INFORMATION GIVEN =>
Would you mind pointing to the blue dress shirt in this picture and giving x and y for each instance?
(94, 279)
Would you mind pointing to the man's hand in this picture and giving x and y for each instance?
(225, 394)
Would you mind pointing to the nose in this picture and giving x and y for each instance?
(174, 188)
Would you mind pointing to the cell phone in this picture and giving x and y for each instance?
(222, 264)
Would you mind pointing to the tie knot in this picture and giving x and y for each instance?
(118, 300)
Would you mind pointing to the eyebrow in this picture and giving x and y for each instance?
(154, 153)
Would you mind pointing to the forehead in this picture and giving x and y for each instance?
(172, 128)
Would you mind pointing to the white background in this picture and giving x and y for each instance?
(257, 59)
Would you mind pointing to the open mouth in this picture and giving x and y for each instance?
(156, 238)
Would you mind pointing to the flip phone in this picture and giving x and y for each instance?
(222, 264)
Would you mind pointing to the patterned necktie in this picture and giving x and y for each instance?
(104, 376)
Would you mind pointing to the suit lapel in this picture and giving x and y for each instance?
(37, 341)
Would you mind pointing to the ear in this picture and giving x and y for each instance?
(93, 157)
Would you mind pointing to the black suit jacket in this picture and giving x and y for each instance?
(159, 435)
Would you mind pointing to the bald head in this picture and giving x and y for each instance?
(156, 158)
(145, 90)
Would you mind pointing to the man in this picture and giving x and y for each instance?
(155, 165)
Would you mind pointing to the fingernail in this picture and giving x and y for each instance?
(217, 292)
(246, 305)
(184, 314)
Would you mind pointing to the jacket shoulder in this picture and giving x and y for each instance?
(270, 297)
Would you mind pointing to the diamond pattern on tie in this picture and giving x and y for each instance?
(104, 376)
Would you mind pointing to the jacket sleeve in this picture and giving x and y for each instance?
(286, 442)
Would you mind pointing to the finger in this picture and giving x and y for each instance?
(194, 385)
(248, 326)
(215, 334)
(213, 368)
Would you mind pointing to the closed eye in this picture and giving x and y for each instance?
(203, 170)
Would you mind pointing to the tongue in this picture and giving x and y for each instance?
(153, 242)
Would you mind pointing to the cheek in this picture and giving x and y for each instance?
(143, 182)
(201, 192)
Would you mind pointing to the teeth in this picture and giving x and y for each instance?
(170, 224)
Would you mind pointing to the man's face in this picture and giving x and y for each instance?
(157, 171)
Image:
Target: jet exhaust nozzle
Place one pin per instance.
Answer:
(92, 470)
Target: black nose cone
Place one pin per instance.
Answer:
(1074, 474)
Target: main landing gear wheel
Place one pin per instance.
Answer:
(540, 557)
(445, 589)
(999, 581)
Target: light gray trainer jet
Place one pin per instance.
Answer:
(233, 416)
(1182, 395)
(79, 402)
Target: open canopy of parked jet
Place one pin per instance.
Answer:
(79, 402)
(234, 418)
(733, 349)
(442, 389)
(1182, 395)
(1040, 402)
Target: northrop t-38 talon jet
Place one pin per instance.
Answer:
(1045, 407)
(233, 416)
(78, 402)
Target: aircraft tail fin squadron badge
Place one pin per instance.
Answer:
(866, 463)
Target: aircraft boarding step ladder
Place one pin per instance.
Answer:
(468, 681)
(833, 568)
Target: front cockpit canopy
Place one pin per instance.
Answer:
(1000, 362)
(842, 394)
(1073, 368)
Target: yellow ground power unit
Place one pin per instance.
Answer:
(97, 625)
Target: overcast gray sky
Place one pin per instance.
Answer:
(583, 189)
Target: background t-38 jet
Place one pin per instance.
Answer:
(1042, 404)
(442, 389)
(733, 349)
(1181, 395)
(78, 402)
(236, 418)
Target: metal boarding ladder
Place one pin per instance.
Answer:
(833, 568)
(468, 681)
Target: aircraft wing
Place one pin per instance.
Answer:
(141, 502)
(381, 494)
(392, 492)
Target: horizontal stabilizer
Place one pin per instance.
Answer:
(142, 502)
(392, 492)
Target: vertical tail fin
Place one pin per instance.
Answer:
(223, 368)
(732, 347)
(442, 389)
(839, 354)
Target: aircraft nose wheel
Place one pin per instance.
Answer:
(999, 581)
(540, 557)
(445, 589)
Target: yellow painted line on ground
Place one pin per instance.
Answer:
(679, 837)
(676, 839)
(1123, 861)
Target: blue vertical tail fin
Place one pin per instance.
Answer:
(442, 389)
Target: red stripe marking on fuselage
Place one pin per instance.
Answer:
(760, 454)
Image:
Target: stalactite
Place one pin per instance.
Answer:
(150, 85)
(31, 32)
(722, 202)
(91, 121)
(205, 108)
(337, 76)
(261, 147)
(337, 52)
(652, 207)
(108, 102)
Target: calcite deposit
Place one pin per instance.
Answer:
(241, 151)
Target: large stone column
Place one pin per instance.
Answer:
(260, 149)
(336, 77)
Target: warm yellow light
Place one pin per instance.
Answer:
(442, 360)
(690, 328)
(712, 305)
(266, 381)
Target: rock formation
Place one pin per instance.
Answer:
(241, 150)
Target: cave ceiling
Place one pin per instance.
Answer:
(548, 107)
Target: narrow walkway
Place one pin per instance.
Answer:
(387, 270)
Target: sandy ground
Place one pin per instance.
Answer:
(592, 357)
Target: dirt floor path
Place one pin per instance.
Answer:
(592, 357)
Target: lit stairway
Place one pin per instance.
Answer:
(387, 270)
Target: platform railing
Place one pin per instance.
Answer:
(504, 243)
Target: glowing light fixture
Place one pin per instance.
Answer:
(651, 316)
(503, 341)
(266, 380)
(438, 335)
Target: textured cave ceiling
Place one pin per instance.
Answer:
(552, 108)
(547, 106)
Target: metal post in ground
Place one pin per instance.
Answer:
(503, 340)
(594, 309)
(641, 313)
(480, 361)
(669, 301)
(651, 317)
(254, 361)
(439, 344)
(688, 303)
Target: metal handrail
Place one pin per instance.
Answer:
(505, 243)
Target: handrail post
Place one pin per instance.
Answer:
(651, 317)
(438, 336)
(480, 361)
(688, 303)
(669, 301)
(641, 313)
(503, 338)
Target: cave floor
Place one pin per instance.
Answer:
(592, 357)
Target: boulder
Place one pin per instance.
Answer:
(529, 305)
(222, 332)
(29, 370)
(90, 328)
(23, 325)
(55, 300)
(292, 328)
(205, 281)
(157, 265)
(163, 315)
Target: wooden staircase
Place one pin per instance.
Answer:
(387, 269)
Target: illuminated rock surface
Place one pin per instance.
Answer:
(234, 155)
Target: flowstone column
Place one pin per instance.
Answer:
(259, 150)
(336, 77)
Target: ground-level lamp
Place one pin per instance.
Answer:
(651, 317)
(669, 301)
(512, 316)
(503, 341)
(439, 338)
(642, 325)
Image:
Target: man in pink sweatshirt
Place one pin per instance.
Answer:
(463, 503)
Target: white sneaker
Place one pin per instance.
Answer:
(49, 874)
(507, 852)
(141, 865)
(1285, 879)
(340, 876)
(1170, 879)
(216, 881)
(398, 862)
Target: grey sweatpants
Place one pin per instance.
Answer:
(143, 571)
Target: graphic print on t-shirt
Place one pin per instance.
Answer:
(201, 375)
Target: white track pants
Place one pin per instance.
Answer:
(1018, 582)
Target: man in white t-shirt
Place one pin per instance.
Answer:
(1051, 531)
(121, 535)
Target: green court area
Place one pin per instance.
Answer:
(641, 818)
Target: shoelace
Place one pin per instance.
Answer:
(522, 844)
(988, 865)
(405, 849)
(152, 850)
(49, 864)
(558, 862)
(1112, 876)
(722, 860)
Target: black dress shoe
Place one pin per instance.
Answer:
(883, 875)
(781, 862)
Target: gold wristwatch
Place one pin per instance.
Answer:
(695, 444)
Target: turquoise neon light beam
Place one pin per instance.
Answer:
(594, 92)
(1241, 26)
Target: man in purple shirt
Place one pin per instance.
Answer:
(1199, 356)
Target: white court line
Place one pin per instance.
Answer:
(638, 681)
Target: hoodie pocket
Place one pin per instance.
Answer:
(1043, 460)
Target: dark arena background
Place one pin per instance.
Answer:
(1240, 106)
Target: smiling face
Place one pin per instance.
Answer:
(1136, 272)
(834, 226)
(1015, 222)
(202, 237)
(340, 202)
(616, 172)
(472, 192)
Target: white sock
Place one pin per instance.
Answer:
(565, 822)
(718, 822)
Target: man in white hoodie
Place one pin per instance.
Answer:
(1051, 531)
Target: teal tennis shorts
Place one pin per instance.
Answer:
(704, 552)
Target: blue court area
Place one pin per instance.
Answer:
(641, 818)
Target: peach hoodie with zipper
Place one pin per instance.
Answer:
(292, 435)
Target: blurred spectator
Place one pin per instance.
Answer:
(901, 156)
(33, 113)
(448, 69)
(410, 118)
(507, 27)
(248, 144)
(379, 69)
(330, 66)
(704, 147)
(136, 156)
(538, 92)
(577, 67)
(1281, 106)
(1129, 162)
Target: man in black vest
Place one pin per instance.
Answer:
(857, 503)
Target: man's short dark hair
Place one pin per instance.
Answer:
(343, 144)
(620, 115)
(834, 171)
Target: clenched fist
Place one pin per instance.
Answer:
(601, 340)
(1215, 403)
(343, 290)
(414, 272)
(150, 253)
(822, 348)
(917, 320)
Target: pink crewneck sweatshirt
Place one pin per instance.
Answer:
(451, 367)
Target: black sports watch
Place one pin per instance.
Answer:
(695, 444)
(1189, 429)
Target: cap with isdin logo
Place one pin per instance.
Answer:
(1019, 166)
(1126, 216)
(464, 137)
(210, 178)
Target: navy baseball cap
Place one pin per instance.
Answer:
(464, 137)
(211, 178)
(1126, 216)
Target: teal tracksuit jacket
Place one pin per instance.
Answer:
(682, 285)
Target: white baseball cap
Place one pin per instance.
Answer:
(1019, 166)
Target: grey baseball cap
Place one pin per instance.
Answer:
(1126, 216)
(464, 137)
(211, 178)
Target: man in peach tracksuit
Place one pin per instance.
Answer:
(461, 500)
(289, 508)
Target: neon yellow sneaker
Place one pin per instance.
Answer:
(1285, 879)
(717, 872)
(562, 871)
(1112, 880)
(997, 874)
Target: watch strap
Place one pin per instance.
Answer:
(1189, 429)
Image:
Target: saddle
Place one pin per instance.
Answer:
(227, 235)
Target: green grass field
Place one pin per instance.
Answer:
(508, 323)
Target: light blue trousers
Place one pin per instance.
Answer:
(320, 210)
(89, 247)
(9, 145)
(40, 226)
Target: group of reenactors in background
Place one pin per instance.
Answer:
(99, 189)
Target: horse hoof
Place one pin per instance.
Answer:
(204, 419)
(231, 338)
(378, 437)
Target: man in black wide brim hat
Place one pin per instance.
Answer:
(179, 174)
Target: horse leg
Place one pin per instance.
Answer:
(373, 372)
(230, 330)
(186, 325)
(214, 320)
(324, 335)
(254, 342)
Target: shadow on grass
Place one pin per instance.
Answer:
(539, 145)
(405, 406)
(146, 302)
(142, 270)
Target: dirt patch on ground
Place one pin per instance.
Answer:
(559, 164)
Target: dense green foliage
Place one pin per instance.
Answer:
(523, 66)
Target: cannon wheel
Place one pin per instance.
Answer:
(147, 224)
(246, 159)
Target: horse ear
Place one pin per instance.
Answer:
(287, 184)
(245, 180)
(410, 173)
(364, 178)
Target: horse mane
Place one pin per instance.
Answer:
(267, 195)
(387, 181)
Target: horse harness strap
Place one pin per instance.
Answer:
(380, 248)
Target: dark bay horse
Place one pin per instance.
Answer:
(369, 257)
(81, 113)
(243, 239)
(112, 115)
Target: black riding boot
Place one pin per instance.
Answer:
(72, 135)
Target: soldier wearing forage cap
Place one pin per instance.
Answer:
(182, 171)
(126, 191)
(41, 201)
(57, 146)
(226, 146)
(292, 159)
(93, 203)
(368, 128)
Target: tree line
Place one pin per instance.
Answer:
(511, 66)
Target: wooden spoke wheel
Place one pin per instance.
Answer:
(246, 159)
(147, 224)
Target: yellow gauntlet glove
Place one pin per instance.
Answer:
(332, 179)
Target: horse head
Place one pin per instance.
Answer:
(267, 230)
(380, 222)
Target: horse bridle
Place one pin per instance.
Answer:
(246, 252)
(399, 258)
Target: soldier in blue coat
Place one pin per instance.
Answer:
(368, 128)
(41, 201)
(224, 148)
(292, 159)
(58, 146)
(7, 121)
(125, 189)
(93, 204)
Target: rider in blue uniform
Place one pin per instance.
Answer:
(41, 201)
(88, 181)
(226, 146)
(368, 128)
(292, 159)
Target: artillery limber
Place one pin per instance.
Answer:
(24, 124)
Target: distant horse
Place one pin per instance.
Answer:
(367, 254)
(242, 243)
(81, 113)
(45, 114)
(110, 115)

AIM => Take the line that contains "Target: tree line" and each line after it down to the last of the records, and retype them exactly; add nothing else.

ANSWER TO THE TASK =>
Target: tree line
Place one pin per instance.
Answer:
(511, 66)
Target: wooden spoke wheel
Place one pin per instance.
Answer:
(246, 159)
(147, 224)
Target: yellow gauntlet glove
Place one pin per instance.
Answer:
(332, 179)
Target: horse head
Place one pin per instance.
Answer:
(267, 230)
(380, 222)
Target: horse bridle
Place one pin per instance.
Answer:
(246, 252)
(399, 258)
Target: soldier in blue coat
Place one pin per instance.
Answer:
(368, 128)
(41, 201)
(224, 148)
(292, 159)
(58, 146)
(7, 121)
(125, 189)
(93, 204)
Target: rider in blue uniform
Place one pin per instance.
Answer:
(41, 201)
(88, 181)
(226, 146)
(368, 128)
(292, 159)
Target: artillery limber
Place one pin per instance.
Answer:
(24, 124)
Target: distant horse
Place one pin per instance.
Answer:
(367, 254)
(242, 243)
(81, 113)
(45, 114)
(110, 115)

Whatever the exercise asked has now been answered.